>> start Records for the exercise

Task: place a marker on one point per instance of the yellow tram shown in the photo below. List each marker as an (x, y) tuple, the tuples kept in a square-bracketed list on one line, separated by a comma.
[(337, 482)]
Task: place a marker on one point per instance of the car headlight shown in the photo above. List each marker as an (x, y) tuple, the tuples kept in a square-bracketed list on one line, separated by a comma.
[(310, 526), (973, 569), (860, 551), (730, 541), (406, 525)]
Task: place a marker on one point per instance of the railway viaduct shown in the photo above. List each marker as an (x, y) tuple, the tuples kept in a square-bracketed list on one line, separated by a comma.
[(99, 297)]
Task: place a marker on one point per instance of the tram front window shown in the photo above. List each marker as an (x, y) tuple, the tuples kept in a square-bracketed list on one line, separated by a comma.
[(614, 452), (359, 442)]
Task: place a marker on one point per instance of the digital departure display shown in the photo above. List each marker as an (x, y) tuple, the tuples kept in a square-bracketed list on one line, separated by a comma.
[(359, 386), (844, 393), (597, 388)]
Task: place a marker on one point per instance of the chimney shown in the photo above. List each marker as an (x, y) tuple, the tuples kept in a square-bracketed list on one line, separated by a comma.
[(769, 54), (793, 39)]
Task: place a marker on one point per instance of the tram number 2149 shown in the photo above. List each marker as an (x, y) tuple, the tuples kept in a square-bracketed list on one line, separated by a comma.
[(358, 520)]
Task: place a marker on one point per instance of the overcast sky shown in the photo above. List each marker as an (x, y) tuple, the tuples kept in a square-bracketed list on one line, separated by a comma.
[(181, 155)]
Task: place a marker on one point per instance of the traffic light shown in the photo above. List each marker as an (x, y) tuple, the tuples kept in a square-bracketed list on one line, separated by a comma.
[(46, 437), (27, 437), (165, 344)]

>> end Records for the exercise

#### Prompt:
Rewrite every one of the rows above, switching "place a marker" to "drop a pin" and leaving everything else unchanged.

#### Task response:
Task: drop a pin on one point per instance of the yellow tram shown in the photo below. List each marker as an (x, y) tuple, the tuples kept in a square-bracketed list on one line, separated by a comma.
[(337, 482)]
Task: drop a pin on one point per instance of the car headlight shown in the photo above. List each marker as an (x, y) tuple, the tuples kept in a square-bracketed list on one line, separated by a comma.
[(310, 526), (973, 569), (860, 551), (730, 541), (406, 525)]
Task: drop a pin on one point per instance of the railway viaduct shown in the photo above. List each marker as an (x, y) tuple, the tuples kept in a square-bracketed list on one line, separated by a comma.
[(99, 297)]
Task: drop a pin on one point per instance of the tram front window shown in the photo above. List each marker as an (x, y) tuple, the tuples kept in a square-bracketed list on one line, separated by a comma.
[(614, 452), (359, 442)]
Task: drop a pin on one point per instance of the digital departure display shown in the photo above. List each marker as an (x, y) tuple, the tuples kept in a square-bracketed list on one line, separated by a comma.
[(359, 386), (844, 393), (597, 388)]
Task: drop a pin on one point per instance of the chimney shown in the photo above. List each marker as an (x, y) tuple, the tuples kept in a square-bracketed list on one line, separated by a comma.
[(769, 54), (793, 39)]
Task: drop a pin on one point per instance of the tram number 2149 shown in the photo above. List each marker as an (x, y) tuple, the tuples kept in a square-bracketed list on one line, separated by a comma.
[(358, 520)]
Task: drop a pin on one point per instance of the overcast sky shown in the photo above. List each marker as an (x, y) tuple, the tuples kept in a square-bracketed list on one line, separated by a comma.
[(181, 155)]
Task: drop a pin on one point per instance of the traffic light shown in the photo above. List each marker as an (x, y) tuple, the tuples kept in a square-bracketed list on one line, separated by a comma.
[(46, 437), (27, 437), (165, 344)]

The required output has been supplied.